— start Material shown —

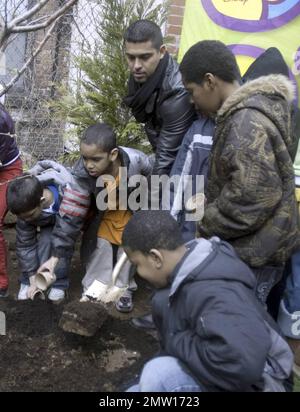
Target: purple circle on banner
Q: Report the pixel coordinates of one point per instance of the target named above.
(255, 52)
(290, 11)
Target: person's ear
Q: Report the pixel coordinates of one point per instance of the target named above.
(209, 81)
(163, 51)
(156, 258)
(114, 155)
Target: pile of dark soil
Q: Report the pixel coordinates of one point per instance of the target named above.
(36, 355)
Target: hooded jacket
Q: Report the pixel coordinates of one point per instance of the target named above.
(251, 192)
(211, 321)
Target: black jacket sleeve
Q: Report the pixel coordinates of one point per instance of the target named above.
(177, 115)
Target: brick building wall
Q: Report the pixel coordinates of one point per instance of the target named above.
(39, 133)
(174, 25)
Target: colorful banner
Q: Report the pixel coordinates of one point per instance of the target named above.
(248, 27)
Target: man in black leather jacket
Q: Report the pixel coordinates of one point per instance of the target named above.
(156, 95)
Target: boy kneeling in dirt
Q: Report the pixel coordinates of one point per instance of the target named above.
(101, 159)
(36, 205)
(215, 335)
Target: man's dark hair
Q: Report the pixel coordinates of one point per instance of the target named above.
(142, 31)
(152, 229)
(24, 194)
(209, 56)
(102, 135)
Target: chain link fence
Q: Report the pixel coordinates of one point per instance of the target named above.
(40, 133)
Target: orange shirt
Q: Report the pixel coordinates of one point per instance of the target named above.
(114, 221)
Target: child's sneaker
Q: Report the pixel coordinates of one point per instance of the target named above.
(3, 293)
(23, 292)
(125, 304)
(56, 295)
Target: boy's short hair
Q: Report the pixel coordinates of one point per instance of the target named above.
(142, 31)
(24, 194)
(102, 135)
(152, 229)
(209, 56)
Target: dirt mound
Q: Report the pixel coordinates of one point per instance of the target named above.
(36, 355)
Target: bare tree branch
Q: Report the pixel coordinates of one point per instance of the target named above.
(13, 25)
(29, 61)
(31, 12)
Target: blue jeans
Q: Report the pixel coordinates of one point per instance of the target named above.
(165, 374)
(289, 310)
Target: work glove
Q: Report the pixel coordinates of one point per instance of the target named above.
(33, 290)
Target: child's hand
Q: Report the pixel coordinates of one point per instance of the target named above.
(33, 290)
(49, 266)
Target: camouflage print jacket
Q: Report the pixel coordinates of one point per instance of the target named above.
(251, 192)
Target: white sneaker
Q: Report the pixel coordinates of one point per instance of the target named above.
(23, 292)
(56, 295)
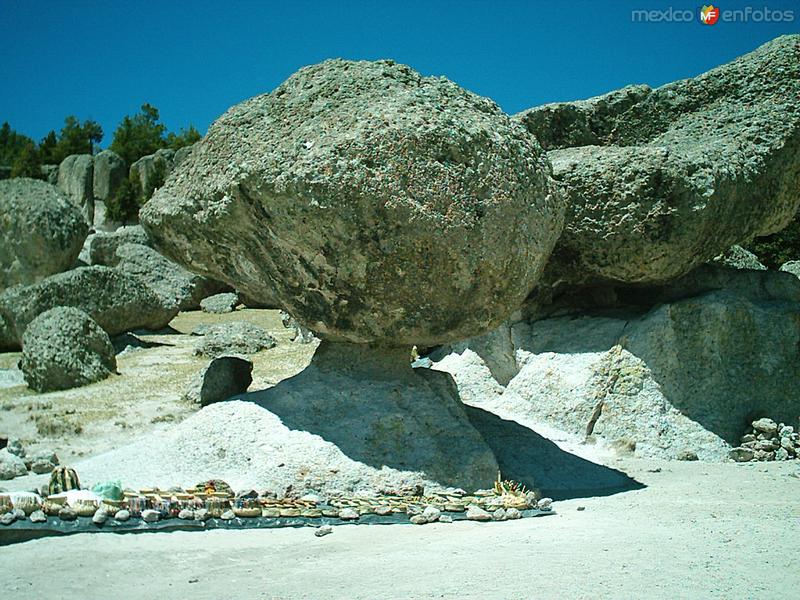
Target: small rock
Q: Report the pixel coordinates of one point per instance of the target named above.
(348, 514)
(766, 426)
(741, 454)
(201, 514)
(38, 516)
(431, 514)
(476, 513)
(323, 531)
(150, 516)
(67, 514)
(219, 303)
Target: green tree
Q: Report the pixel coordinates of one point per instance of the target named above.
(77, 138)
(139, 135)
(27, 163)
(47, 149)
(778, 248)
(186, 137)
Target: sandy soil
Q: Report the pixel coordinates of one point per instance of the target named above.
(697, 530)
(145, 396)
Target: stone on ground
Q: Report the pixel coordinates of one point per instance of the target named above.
(375, 204)
(236, 337)
(660, 181)
(220, 303)
(41, 232)
(64, 348)
(173, 283)
(118, 302)
(225, 376)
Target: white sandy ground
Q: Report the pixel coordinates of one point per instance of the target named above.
(698, 530)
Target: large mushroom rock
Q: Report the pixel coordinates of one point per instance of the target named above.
(76, 180)
(64, 348)
(662, 180)
(117, 301)
(375, 204)
(41, 232)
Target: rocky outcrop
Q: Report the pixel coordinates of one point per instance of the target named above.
(109, 173)
(76, 180)
(64, 348)
(660, 181)
(103, 246)
(401, 209)
(118, 302)
(687, 374)
(41, 232)
(224, 377)
(174, 284)
(237, 337)
(793, 267)
(151, 171)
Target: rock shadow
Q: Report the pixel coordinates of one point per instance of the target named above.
(527, 457)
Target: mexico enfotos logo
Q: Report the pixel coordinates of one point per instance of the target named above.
(710, 15)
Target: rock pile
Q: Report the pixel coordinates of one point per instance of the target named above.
(767, 440)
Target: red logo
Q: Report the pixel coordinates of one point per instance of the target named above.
(709, 14)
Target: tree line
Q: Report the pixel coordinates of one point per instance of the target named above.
(136, 136)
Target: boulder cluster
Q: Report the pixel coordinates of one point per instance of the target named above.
(767, 440)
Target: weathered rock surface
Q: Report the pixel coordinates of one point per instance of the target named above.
(41, 232)
(118, 302)
(737, 257)
(11, 465)
(793, 267)
(236, 337)
(76, 180)
(350, 421)
(376, 205)
(109, 173)
(103, 245)
(225, 376)
(220, 303)
(64, 348)
(171, 282)
(152, 170)
(662, 180)
(686, 374)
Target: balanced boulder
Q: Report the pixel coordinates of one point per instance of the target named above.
(660, 181)
(41, 232)
(76, 180)
(118, 302)
(64, 348)
(375, 204)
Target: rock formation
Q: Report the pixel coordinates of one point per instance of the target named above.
(660, 181)
(76, 180)
(376, 204)
(64, 348)
(41, 232)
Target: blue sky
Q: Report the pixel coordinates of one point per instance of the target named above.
(193, 60)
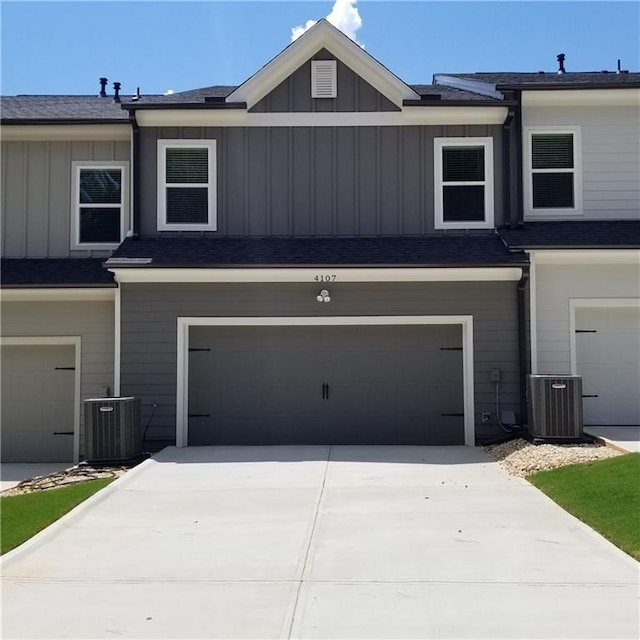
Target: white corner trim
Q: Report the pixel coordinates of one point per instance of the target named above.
(184, 323)
(27, 294)
(593, 303)
(321, 36)
(320, 274)
(74, 341)
(28, 132)
(407, 116)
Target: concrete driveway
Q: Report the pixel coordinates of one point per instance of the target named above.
(320, 542)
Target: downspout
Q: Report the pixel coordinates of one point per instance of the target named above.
(523, 356)
(135, 157)
(508, 170)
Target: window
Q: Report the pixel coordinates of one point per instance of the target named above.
(100, 197)
(553, 163)
(463, 183)
(187, 185)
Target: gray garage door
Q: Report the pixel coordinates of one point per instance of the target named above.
(326, 385)
(38, 385)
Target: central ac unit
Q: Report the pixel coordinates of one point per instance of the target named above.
(112, 429)
(555, 407)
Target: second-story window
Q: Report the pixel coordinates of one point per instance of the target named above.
(552, 157)
(187, 185)
(463, 183)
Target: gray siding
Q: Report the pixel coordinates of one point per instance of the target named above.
(149, 314)
(92, 321)
(36, 194)
(294, 93)
(319, 181)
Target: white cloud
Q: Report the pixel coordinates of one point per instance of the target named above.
(344, 15)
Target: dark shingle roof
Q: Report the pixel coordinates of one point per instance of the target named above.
(55, 272)
(593, 234)
(578, 79)
(444, 250)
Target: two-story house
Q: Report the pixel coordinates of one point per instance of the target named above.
(323, 254)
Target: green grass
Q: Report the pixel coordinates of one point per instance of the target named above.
(22, 516)
(603, 494)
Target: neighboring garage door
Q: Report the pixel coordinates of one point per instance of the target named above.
(38, 391)
(326, 385)
(608, 359)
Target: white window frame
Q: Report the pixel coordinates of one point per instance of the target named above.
(488, 183)
(211, 224)
(576, 210)
(76, 168)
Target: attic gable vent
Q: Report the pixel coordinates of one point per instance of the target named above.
(324, 79)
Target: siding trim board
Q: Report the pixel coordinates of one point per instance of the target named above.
(184, 323)
(76, 342)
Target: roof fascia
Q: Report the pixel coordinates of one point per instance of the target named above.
(475, 86)
(322, 36)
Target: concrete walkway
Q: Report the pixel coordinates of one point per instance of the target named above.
(624, 438)
(319, 542)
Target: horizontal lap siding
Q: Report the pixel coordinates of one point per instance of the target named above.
(342, 181)
(150, 312)
(36, 194)
(610, 157)
(92, 321)
(555, 286)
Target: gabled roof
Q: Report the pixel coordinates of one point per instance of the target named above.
(574, 234)
(442, 250)
(322, 35)
(55, 272)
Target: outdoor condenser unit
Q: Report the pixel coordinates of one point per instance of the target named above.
(112, 429)
(555, 406)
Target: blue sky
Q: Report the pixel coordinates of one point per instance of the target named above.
(64, 47)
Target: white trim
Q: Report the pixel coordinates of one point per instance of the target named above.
(462, 274)
(74, 341)
(606, 96)
(184, 323)
(210, 145)
(592, 303)
(76, 167)
(324, 83)
(576, 210)
(322, 36)
(408, 116)
(58, 294)
(117, 340)
(66, 132)
(439, 144)
(586, 256)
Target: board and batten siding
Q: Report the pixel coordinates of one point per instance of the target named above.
(555, 285)
(610, 156)
(327, 181)
(294, 93)
(37, 205)
(150, 312)
(91, 320)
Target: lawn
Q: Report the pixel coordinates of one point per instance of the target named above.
(22, 516)
(603, 494)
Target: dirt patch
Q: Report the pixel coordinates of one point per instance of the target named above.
(521, 458)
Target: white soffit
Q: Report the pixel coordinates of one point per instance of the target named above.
(322, 36)
(66, 132)
(325, 276)
(582, 97)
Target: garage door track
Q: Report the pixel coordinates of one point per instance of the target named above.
(319, 542)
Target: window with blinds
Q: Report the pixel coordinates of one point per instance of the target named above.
(552, 170)
(100, 200)
(463, 181)
(186, 185)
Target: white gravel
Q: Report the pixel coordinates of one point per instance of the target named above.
(521, 458)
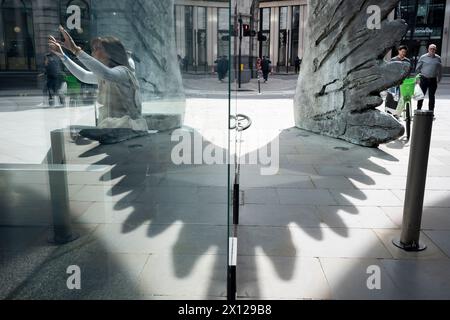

— end Material shown —

Task brief: Rescale the rows from the line containing "Target: garage door track" down to the end of the rows, both ends included. Write them out again with the requests, multiplying every pixel coordinate in the answers by 0.65, rounding to whole numbers with halves going up, and leave the pictures out.

Solution to this task:
Target: garage door track
Q: Report the pixel coordinates of one point per instance of the target named above.
(207, 352)
Target: window with blinds
Q: Report the pixel coordinates of one point per instance of the target named above.
(359, 111)
(65, 130)
(301, 118)
(121, 120)
Target: white gravel
Q: Report the pixel coordinates of one point per instance of the target named above.
(339, 298)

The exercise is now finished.